- **PARTS OF THE EXERCISE**
a - From the racing passage, list every person whose first and last names appear side by side.
b - Count the lines in the listing that contain the word "fruit", treating case as significant. Give only the number.
--- BEGIN TEXT PROVIDED ---
It was a melting pot of celebrity, creativity
and a little calamity, mixed in with hard
work, talent and the original odd couple.
When Can-Am folded, Paul Newman and
Carl Haas were car owners without a series.
Haas asked Newman if he wanted to join
forces and start a team in Championship
Auto Racing Teams for ’ 83. The actor said
no. Haas then asked if having Mario as the
driver made a difference? Newman was in.
“I had befriended Carl because Michael
was running one of his Super Vees, and it
was an opportunity for me to bring in Paul
because I knew he was a racer,” explains
Andretti. “March was dominating then
and I said ‘let’s bring Lola back.’”
Haas was Lola’s USA distributor, and
Lola founder Eric Broadley had designed
the Indy 500-winning car back in 1966.
“We went to a Japanese restaurant in
Michigan, Paul, Carl, Eric, Tony Cicale and
myself, and made the plan. Eric said it was
almost too late (fall of 1982) to have a car
for ’ 83 but he agreed to do it.”
Cicale was a 2-liter Can-Am driver who’d
designed a 5-liter Can-Am car for VDS in
1980, but also had wind tunnel experience.
“Mario wanted someone with technical
experience, but I wasn’t an engineer, per se,
and at that time there really weren’t any
race engineers at the track,” recalls Cicale.
“He came to my house and we started
talking racing. I told him I didn’t know
anything about engineering or setting up a
car, but I knew aerodynamics and was
familiar with wind tunnel testing. And Mario
was keen on having that as an advantage.”
Obviously on the ground floor of ground
effects from his Lotus days, Andretti could
see Indy’s future before most.
“Tony knew aerodynamics and I thought
he’d be fresh air,” says the 1969 Indy victor,
who hadn’t officially won an Indy car race
since ’ 78. “There was so much development
to be done and I thought we’d learn together.
--- END TEXT PROVIDED ---
--- BEGIN INPUT MATERIAL ---
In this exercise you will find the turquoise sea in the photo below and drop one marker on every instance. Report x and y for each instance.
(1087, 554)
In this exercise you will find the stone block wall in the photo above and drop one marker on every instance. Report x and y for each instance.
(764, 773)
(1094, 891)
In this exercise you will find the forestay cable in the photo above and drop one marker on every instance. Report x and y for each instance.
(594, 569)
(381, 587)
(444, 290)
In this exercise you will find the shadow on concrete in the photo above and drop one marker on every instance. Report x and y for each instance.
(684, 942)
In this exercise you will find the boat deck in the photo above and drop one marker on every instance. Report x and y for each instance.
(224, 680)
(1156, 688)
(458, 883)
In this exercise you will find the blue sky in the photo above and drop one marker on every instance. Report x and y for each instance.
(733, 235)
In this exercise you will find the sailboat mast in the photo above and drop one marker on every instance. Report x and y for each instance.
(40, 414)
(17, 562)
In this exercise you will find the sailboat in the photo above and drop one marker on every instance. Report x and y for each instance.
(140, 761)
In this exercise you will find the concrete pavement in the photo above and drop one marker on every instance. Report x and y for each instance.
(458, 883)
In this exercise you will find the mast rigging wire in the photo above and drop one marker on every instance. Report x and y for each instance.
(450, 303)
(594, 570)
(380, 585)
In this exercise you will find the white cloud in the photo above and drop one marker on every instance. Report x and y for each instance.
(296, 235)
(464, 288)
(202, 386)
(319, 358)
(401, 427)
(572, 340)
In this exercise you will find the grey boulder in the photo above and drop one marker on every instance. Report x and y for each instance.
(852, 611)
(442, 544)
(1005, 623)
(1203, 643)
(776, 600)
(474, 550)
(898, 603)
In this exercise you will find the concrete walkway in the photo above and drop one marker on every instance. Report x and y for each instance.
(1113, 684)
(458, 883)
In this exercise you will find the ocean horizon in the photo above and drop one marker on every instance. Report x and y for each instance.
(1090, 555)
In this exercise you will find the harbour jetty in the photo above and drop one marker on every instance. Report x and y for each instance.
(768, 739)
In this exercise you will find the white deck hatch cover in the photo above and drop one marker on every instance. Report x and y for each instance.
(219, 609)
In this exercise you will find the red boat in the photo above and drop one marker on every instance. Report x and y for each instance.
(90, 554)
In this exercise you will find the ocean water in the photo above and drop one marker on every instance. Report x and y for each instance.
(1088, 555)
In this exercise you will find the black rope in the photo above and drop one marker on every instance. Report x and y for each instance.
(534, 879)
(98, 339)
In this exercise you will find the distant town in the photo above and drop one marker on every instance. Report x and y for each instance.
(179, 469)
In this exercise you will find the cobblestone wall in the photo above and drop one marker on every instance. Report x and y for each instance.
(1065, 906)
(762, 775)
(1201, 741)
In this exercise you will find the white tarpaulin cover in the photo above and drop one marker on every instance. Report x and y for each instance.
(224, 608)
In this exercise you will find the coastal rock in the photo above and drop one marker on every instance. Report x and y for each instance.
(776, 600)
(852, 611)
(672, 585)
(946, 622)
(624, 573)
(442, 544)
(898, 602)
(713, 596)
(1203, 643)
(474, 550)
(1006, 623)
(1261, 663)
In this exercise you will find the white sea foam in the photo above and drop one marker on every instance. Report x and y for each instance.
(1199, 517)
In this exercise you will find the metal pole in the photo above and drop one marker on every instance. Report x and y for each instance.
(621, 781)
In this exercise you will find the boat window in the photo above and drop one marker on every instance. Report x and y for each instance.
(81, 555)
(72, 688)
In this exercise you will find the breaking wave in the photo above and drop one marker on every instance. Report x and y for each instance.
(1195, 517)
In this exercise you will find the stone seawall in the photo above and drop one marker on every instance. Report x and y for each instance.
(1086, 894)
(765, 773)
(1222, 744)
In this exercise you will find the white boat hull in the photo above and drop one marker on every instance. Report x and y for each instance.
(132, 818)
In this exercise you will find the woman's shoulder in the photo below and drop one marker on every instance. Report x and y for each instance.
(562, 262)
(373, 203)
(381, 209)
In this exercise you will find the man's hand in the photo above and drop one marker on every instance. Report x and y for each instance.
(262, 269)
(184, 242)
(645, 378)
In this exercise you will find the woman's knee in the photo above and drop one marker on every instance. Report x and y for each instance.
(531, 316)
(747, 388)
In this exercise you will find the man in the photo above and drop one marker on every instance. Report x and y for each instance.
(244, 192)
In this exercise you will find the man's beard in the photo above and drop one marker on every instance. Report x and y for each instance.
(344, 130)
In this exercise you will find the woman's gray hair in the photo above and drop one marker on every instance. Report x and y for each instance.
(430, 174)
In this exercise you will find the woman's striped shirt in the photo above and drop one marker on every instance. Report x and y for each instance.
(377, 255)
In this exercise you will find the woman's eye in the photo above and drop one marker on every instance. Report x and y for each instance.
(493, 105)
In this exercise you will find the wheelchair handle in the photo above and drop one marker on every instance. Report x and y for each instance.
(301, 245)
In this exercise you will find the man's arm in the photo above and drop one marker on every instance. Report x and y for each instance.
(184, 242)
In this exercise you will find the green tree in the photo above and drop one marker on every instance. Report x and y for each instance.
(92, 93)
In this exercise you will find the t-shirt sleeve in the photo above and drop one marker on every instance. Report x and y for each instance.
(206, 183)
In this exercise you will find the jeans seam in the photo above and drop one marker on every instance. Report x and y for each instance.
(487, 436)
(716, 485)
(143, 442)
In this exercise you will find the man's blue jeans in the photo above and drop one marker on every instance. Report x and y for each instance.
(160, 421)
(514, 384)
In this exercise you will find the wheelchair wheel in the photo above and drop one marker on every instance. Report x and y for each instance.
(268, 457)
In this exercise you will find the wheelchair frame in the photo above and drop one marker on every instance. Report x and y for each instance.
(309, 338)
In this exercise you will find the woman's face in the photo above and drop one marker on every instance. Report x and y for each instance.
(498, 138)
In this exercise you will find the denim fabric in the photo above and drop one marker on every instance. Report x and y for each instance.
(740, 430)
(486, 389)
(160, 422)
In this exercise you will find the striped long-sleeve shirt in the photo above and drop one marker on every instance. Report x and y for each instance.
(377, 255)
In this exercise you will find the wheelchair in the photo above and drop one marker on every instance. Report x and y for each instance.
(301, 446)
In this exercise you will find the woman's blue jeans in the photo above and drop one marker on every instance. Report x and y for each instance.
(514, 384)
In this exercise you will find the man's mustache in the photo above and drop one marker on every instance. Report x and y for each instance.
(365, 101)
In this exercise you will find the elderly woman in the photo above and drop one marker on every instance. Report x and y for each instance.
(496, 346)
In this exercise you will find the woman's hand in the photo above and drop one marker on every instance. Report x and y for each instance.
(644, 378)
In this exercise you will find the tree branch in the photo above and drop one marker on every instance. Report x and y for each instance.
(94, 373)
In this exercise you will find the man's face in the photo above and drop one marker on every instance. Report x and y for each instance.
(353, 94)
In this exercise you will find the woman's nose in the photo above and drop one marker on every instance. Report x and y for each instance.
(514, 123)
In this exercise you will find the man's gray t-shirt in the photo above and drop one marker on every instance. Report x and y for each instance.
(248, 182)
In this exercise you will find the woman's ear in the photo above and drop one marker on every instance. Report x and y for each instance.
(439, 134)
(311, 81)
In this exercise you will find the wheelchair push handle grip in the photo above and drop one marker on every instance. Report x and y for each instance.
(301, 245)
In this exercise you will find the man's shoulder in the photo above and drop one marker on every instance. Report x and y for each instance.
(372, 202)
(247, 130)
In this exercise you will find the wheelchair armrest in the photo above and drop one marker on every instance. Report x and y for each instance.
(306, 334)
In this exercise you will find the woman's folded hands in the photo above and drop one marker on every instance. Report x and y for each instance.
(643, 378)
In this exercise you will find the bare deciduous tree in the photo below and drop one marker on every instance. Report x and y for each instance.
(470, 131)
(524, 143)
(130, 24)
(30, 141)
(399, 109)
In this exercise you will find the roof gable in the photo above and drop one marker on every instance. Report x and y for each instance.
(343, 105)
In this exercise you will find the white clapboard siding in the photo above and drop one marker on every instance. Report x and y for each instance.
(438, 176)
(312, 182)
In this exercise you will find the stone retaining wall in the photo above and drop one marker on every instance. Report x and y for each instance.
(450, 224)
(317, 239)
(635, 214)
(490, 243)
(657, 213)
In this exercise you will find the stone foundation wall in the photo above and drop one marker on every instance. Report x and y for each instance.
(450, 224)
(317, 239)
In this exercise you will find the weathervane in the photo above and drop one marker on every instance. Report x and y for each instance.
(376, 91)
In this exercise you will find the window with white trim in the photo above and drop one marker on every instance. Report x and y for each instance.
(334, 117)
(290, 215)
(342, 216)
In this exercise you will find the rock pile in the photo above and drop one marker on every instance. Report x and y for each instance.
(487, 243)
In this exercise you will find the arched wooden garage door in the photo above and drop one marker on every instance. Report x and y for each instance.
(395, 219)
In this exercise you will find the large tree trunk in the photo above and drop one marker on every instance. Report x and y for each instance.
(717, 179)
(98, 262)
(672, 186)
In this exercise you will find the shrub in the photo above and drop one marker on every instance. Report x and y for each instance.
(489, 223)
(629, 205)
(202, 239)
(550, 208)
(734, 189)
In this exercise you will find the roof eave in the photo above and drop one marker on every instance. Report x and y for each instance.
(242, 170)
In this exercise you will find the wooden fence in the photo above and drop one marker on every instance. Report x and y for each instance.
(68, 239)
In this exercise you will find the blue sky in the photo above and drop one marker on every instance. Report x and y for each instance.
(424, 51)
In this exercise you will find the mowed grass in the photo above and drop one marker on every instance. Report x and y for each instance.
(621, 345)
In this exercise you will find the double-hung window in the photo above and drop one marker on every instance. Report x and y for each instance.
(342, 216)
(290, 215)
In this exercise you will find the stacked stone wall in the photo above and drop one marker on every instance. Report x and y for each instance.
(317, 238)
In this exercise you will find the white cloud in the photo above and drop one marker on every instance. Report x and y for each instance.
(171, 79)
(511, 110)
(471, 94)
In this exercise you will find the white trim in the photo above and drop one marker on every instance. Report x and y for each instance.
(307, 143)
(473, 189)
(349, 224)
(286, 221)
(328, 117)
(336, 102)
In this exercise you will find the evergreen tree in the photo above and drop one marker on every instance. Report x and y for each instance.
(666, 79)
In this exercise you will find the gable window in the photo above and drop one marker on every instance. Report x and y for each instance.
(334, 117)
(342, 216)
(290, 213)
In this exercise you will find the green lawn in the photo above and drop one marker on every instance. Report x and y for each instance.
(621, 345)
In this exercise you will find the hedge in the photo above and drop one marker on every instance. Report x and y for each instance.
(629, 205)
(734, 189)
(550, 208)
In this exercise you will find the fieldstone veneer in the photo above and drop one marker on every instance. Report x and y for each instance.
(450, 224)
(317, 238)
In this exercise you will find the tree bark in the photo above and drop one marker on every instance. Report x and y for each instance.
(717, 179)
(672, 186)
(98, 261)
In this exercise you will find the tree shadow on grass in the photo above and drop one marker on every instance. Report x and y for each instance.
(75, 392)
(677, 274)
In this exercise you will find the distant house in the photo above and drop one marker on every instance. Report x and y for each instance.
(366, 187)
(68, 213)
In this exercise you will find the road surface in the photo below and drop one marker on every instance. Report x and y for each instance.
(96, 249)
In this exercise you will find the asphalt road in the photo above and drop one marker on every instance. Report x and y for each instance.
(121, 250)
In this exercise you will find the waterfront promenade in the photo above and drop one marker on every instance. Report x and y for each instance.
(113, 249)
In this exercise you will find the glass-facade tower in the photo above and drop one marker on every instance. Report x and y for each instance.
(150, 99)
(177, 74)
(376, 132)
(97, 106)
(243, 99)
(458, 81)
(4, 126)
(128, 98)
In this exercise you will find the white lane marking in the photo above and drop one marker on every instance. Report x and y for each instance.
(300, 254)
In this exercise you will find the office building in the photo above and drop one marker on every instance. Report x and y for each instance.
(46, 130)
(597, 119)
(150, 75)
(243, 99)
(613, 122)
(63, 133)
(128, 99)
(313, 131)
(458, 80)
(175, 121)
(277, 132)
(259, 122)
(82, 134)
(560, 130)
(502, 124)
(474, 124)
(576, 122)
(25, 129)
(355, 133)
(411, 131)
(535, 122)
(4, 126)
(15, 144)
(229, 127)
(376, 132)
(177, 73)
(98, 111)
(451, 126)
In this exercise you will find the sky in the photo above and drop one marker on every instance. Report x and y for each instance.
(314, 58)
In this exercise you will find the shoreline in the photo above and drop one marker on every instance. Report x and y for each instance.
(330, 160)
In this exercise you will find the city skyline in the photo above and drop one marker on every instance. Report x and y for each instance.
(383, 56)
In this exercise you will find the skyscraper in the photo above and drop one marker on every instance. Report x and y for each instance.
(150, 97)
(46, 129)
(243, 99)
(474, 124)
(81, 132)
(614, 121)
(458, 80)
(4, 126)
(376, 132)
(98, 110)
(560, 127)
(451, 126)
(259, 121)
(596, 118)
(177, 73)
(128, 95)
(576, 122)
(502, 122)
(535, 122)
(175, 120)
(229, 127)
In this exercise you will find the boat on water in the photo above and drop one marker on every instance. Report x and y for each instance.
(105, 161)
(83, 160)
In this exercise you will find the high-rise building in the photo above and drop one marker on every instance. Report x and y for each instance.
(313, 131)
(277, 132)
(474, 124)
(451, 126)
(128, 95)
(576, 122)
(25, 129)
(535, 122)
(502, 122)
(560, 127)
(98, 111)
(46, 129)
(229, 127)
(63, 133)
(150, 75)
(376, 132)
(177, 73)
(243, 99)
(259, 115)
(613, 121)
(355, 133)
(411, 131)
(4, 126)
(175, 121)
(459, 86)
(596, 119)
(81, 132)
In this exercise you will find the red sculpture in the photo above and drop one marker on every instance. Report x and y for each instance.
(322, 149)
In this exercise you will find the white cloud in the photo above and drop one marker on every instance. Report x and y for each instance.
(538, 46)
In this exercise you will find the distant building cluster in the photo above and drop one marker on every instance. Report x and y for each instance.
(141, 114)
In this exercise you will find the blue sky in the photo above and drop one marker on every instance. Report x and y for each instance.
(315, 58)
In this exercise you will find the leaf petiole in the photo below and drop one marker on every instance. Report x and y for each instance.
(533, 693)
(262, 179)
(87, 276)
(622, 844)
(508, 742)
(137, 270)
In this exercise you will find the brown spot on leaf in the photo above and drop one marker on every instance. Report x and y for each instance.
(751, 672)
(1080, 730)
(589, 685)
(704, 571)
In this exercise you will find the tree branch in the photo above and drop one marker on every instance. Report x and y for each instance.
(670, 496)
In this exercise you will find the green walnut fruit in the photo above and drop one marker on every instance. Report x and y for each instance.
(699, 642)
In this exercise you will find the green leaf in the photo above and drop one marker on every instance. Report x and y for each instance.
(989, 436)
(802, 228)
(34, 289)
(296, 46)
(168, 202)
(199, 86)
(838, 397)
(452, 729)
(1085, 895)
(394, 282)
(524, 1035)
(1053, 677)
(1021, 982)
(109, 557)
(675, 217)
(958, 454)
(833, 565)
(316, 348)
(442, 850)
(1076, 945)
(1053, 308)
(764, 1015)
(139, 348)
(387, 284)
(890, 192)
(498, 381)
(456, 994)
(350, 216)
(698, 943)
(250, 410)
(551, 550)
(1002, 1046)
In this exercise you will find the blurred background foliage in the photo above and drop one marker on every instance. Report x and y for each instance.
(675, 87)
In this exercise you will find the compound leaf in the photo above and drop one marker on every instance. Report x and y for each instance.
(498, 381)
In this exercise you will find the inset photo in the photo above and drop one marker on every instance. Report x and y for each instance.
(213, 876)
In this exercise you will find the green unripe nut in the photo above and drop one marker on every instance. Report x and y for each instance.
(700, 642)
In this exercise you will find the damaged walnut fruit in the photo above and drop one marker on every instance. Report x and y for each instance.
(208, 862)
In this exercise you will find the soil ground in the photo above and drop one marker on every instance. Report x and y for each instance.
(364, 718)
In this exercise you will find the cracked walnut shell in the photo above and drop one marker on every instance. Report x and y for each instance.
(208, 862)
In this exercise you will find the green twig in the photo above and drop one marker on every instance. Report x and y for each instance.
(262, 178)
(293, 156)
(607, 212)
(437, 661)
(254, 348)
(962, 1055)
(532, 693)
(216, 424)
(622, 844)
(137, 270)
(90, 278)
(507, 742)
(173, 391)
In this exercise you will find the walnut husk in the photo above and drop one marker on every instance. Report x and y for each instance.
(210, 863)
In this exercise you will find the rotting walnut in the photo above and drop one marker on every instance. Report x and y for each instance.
--- END INPUT MATERIAL ---
- **COMPLETED EXERCISE**
a - Paul Newman, Carl Haas, Eric Broadley, Tony Cicale

b - 2